→ DATA LISTING:
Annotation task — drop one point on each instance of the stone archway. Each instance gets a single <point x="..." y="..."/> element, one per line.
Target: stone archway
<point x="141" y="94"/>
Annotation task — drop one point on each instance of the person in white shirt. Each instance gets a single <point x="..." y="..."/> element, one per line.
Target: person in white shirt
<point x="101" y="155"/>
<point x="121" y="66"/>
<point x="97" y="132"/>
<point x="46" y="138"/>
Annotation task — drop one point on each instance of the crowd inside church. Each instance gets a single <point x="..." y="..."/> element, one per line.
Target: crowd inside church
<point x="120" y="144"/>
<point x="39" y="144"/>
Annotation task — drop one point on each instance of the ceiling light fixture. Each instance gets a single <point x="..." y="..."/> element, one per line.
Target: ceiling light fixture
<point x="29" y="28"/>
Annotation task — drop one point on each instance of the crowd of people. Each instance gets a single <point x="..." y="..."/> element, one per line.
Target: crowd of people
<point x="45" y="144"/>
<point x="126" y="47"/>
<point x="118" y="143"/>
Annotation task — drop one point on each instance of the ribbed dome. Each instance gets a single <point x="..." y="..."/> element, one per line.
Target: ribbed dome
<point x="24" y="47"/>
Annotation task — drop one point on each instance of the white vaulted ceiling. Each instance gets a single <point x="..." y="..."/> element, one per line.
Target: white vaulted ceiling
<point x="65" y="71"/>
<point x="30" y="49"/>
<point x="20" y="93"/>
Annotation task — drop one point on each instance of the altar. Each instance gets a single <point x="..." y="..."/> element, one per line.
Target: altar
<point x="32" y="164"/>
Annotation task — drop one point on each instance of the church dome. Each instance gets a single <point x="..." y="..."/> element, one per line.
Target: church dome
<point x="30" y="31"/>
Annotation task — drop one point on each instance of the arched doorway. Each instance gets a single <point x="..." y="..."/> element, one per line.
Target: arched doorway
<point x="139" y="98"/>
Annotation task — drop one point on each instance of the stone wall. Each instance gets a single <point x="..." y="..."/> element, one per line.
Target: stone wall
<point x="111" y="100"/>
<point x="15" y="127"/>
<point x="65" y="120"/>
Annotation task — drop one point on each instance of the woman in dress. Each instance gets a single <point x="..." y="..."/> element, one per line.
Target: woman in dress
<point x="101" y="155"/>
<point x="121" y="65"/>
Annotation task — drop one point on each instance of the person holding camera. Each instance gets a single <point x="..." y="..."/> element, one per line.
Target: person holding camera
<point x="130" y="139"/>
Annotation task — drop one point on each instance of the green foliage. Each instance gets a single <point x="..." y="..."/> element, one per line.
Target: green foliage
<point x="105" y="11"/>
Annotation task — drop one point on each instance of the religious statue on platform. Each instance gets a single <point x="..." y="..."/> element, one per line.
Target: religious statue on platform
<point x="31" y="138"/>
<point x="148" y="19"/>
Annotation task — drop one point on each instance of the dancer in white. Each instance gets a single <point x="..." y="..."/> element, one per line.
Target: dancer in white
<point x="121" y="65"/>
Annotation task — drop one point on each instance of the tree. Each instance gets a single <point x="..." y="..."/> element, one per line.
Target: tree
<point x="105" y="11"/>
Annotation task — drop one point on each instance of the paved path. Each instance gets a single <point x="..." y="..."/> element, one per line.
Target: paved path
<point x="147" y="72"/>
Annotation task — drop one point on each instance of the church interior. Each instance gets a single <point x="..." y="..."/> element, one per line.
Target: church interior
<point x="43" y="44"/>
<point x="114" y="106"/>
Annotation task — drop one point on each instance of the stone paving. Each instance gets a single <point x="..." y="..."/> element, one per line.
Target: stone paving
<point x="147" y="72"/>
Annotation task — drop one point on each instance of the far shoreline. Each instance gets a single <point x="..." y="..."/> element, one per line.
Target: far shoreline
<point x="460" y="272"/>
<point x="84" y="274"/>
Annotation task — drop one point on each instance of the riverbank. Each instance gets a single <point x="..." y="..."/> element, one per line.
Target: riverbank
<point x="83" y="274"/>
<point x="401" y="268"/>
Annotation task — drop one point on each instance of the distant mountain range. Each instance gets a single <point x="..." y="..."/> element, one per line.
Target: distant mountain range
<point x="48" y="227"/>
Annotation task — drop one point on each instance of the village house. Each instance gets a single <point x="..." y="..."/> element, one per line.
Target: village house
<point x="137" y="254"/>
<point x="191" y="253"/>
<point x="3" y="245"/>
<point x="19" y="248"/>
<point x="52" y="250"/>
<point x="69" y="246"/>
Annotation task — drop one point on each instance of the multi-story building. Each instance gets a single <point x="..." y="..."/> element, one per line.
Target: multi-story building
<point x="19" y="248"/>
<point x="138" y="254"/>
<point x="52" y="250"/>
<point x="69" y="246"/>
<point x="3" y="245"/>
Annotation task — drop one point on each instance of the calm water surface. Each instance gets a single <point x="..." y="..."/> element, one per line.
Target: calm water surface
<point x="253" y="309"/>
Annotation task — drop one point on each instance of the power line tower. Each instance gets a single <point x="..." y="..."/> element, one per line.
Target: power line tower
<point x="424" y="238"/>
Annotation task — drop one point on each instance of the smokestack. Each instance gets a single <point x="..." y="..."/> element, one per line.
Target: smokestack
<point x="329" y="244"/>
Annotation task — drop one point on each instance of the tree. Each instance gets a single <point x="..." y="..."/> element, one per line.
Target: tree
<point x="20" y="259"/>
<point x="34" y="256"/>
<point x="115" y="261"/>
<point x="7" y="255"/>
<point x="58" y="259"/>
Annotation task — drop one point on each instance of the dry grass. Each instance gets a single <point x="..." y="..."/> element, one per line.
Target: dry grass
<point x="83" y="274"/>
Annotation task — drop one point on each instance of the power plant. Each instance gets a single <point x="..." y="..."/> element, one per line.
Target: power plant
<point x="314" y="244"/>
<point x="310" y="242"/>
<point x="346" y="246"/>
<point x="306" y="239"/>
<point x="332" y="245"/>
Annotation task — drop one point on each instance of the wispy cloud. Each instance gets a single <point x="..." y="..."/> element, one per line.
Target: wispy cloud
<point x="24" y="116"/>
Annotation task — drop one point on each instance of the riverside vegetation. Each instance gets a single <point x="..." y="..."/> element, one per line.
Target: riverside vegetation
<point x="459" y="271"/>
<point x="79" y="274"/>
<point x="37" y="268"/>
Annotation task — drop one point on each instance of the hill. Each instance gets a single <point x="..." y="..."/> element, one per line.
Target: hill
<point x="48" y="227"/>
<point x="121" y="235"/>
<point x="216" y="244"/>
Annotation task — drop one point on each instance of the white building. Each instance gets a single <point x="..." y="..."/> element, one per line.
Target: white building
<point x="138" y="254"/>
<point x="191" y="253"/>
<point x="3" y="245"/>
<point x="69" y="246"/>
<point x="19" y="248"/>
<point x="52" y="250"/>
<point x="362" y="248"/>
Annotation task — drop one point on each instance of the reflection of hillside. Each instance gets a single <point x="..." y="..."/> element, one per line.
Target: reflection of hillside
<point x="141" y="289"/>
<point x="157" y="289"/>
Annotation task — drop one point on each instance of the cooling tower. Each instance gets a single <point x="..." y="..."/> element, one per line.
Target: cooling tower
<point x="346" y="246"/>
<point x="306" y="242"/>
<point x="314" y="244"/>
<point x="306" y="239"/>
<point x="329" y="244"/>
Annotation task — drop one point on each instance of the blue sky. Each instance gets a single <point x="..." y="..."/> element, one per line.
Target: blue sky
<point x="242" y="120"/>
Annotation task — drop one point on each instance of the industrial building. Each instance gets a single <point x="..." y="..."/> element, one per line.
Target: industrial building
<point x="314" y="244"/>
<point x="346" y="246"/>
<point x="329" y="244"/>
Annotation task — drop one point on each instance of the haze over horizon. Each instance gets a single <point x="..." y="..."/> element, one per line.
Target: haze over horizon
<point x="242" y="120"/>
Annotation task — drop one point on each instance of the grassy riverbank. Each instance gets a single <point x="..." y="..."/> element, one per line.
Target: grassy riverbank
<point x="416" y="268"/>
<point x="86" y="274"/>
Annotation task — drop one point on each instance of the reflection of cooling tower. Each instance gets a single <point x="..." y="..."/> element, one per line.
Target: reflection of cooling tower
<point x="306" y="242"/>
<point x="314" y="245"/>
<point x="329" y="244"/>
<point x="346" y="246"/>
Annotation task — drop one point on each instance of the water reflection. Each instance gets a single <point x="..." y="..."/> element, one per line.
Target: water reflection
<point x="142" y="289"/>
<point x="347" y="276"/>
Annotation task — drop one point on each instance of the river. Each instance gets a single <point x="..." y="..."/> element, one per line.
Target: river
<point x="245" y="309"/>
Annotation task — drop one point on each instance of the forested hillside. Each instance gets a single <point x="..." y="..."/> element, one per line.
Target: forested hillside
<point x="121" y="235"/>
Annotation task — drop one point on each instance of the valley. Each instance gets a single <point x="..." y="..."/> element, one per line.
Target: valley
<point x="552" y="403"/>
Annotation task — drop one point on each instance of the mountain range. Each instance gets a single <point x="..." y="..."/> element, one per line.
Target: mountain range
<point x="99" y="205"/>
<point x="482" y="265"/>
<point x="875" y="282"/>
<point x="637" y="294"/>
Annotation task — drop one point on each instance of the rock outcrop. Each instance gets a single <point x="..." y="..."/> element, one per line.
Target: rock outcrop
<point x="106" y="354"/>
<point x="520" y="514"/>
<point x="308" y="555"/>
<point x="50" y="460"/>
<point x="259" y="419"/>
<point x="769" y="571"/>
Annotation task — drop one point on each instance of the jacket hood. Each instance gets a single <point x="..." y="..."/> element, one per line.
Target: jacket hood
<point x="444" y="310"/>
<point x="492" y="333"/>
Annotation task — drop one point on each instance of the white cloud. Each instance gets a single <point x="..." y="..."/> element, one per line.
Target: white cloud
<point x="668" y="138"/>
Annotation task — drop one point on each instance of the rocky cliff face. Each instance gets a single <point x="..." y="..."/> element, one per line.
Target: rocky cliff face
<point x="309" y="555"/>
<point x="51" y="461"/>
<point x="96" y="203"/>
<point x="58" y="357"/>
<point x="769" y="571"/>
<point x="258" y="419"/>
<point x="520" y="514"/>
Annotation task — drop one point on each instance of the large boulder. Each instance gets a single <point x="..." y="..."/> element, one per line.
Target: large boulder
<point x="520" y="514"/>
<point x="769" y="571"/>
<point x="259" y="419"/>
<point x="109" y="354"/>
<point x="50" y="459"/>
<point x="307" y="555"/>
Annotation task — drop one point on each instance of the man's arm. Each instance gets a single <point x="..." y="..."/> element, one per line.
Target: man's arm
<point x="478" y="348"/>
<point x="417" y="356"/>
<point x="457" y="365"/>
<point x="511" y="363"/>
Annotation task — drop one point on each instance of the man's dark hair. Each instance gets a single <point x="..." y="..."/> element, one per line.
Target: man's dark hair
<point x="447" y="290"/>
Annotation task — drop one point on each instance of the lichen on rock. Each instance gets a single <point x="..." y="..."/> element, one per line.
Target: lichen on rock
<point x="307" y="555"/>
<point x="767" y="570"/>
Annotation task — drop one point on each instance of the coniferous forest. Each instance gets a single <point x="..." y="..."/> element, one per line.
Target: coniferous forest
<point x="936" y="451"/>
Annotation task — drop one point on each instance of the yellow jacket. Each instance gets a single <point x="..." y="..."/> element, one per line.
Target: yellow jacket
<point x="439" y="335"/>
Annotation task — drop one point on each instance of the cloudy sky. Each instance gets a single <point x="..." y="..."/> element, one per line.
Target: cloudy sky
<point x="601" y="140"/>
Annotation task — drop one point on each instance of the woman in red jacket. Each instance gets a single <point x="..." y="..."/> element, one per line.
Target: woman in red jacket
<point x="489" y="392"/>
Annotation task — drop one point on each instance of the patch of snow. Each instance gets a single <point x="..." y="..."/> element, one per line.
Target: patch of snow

→ WHAT TO PRODUCE:
Retype exactly, please, each line from the line that contains "of the yellow" through the last line of the entries above, with nothing added.

→ ANSWER BELOW:
Annotation task — drop one point on each instance of the yellow jacket. Each instance gets a single <point x="..." y="..."/> element, one per line.
Target: yellow jacket
<point x="439" y="335"/>
Annotation task — drop one point on each instance of the cloudy sky. Each instance gets a single <point x="..." y="..."/> element, one per line.
Target: cloudy sky
<point x="601" y="140"/>
Annotation task — drop one point on each instance of the woman in red jacket. Each instance gets a single <point x="..." y="..."/> element, one per line.
Target: woman in red jacket
<point x="489" y="392"/>
Annotation task — drop one point on each instance of the patch of snow. Each instance gets a single <point x="..." y="..."/> element, one per line.
Target: patch of snow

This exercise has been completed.